__SELECTED EXTRACT__.

+-------+

It isn't really the time to talk about environmental-philosophical questions, but it does make you wonder about how our preferences (e.g. for round, large, firm potatoes) changed the landscape of potato varieties while also helping the potato, as a species, become the world's fourth largest crop by increasing their chances of survival. Are you reading Micheal Pollan's books yet? Do!

Back to my blue potatoes, the Blue Congo. It's exotic, it's interesting. According to internet sources, they also have higher antioxidant content than regular potatoes, and keep more than 75% of these antioxidants even after cooking. Why did I buy them? Mostly because it's interesting and I think it might be more healthy, but not for ecological reasons in mind. I followed the serving suggestion at the back of the potato bag and mixed the cooked, diced potatoes together with a green salad. We had an abundance of lemons, so lemon juice was the only dressing. The texture is a bit crumbly, and it tastes like a mild, creamy potato. The potatoes turned bright beet-purple with lemon juice.


Whether increased consumption of other crop varieties (for egositic reasons) will eventually lead to a change in the agricultural landscape (for ecological benefit) and what consequences the demand for slower-growing varieties have in terms of decreased food output on limited tillable land is likely a question that I will not have an answer to today. But did I get food inspiration? Yes. The next experiment will be to roughly mash the blue potatoes and serve it with steak.

Thursday, January 20, 2011

Handball!

Back in gradeschool, we usually played three kinds of "-ball" sports: basketball, volleyball and "touching-ball" — the latter being a dodge ball variation where we used an oversized hankerchief tightly knotted into a ball. In highschool, the ball sports narrowed down into basket and volley. Otherwise, we spent P.E. class learning Asian dance (I'm ashamed to say) and native games such as relay racing on stilts (in which my section, represented by yours truly and two others, won the inter-year competitions!).

In college, the ball games narrow down even more and "ball game" becomes more or less equivalent to "basketball", as it is in the rest of the Philippines. Basket is the non-official national sport, overshadowing the real national sport sepak takraw (kick volleyball), much so that the latter is rarely even heard of.

+-------+

__DATA SUPPLIED__.
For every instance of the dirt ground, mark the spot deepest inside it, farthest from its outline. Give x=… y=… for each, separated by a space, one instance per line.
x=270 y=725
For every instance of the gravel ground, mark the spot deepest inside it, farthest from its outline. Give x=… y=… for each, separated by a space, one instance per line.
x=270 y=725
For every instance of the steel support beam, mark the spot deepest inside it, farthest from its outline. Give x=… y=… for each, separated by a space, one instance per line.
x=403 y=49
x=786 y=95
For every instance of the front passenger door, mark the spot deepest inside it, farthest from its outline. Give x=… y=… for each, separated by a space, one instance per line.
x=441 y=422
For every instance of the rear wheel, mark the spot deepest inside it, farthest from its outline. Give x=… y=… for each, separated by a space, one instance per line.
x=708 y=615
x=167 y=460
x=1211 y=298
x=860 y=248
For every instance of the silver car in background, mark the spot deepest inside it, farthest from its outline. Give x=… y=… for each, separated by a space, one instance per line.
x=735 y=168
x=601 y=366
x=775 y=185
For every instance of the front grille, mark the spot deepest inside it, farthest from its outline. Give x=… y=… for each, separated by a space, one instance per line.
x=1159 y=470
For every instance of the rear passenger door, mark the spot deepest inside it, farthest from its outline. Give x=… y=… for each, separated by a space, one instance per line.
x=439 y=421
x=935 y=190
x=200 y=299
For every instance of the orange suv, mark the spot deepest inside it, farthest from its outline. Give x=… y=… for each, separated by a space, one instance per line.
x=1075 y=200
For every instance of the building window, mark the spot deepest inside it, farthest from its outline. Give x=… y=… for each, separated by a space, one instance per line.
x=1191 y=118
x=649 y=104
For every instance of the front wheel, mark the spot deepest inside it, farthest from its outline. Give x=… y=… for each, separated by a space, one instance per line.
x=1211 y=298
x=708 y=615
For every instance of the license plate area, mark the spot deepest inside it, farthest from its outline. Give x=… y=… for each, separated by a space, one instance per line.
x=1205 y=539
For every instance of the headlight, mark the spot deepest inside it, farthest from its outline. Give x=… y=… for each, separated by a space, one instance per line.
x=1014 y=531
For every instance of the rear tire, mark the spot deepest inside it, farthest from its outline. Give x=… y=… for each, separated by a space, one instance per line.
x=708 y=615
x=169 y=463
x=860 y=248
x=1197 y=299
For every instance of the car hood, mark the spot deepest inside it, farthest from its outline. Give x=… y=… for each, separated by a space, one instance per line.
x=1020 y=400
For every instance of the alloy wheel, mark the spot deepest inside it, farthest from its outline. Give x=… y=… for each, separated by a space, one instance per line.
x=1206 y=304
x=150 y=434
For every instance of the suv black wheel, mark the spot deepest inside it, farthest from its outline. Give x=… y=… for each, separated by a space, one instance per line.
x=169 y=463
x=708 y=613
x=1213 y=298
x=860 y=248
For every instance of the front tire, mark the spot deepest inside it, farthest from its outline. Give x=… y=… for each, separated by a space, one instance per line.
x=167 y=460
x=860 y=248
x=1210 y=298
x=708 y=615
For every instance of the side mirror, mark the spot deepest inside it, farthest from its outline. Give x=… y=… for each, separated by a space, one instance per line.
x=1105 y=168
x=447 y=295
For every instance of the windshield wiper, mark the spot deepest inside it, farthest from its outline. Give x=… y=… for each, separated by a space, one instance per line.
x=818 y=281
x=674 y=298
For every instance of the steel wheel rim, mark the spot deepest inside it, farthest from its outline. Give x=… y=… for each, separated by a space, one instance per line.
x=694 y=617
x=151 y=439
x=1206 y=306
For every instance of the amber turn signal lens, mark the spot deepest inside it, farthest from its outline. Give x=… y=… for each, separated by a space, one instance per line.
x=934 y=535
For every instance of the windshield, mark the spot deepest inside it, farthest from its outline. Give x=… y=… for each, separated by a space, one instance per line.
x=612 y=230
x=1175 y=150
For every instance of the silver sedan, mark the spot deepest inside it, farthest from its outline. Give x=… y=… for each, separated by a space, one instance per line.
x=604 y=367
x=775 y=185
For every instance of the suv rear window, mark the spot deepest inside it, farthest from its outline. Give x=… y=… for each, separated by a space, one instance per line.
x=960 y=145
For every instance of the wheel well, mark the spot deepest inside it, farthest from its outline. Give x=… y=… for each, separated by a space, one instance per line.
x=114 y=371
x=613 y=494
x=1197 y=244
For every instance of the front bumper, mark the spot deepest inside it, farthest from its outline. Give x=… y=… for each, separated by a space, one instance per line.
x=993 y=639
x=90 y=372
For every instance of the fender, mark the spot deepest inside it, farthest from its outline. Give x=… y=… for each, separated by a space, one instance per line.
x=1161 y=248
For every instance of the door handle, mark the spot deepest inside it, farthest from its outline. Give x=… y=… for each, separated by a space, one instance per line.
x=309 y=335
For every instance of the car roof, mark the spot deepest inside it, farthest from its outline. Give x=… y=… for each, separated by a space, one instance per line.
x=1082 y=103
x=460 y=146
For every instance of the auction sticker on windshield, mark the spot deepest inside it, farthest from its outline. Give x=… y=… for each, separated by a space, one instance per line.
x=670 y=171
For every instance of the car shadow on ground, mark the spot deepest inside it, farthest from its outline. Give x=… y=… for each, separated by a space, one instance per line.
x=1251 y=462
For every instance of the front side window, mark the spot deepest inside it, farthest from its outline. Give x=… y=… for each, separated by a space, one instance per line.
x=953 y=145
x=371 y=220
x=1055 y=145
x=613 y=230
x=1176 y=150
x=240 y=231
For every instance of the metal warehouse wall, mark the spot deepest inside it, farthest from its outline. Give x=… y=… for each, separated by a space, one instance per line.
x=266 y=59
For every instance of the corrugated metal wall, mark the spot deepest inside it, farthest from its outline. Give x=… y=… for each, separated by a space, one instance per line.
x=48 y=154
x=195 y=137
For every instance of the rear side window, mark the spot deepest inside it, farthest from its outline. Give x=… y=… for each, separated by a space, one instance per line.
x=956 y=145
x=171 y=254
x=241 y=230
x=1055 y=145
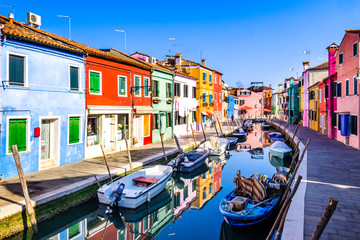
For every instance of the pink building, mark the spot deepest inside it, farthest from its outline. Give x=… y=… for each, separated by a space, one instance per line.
x=348 y=100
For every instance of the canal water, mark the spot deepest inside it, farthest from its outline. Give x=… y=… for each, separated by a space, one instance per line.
x=187 y=209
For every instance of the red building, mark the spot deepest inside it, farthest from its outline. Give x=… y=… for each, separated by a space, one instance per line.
x=218 y=95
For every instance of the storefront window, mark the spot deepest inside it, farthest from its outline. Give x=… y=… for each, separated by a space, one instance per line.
x=93 y=130
x=122 y=127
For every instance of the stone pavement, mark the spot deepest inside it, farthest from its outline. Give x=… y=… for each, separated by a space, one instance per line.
x=333 y=170
x=54 y=183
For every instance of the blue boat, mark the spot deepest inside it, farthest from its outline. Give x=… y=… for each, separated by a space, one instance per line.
x=241 y=210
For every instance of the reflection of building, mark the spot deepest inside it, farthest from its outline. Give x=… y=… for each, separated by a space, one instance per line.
x=208 y=184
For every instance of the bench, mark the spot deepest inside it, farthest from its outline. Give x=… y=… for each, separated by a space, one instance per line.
x=145 y=181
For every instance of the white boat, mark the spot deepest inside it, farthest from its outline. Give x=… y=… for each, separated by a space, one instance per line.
x=140 y=186
x=189 y=161
x=216 y=146
x=280 y=149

+-------+

__WHAT THIS EXERCISE ASKS__.
(1) Reproduce the blog excerpt word for word, from start to finish.
(2) Find every line in the rows that contains the string "tire", matching case exactly, and copy each of those lines.
The blog excerpt and the rows come from unrelated sources.

__ANSWERS__.
(1)
It isn't really the time to talk about environmental-philosophical questions, but it does make you wonder about how our preferences (e.g. for round, large, firm potatoes) changed the landscape of potato varieties while also helping the potato, as a species, become the world's fourth largest crop by increasing their chances of survival. Are you reading Micheal Pollan's books yet? Do!

Back to my blue potatoes, the Blue Congo. It's exotic, it's interesting. According to internet sources, they also have higher antioxidant content than regular potatoes, and keep more than 75% of these antioxidants even after cooking. Why did I buy them? Mostly because it's interesting and I think it might be more healthy, but not for ecological reasons in mind. I followed the serving suggestion at the back of the potato bag and mixed the cooked, diced potatoes together with a green salad. We had an abundance of lemons, so lemon juice was the only dressing. The texture is a bit crumbly, and it tastes like a mild, creamy potato. The potatoes turned bright beet-purple with lemon juice.


Whether increased consumption of other crop varieties (for egositic reasons) will eventually lead to a change in the agricultural landscape (for ecological benefit) and what consequences the demand for slower-growing varieties have in terms of decreased food output on limited tillable land is likely a question that I will not have an answer to today. But did I get food inspiration? Yes. The next experiment will be to roughly mash the blue potatoes and serve it with steak.

Thursday, January 20, 2011

Handball!

Back in gradeschool, we usually played three kinds of "-ball" sports: basketball, volleyball and "touching-ball" — the latter being a dodge ball variation where we used an oversized hankerchief tightly knotted into a ball. In highschool, the ball sports narrowed down into basket and volley. Otherwise, we spent P.E. class learning Asian dance (I'm ashamed to say) and native games such as relay racing on stilts (in which my section, represented by yours truly and two others, won the inter-year competitions!).

In college, the ball games narrow down even more and "ball game" becomes more or less equivalent to "basketball", as it is in the rest of the Philippines. Basket is the non-official national sport, overshadowing the real national sport sepak takraw (kick volleyball), much so that the latter is rarely even heard of.

(2)
For every instance of the rear tire, mark the spot deepest inside it, farthest from its outline. Give x=… y=… for each, separated by a space, one instance per line.
For every instance of the front tire, mark the spot deepest inside it, farthest from its outline. Give x=… y=… for each, separated by a space, one instance per line.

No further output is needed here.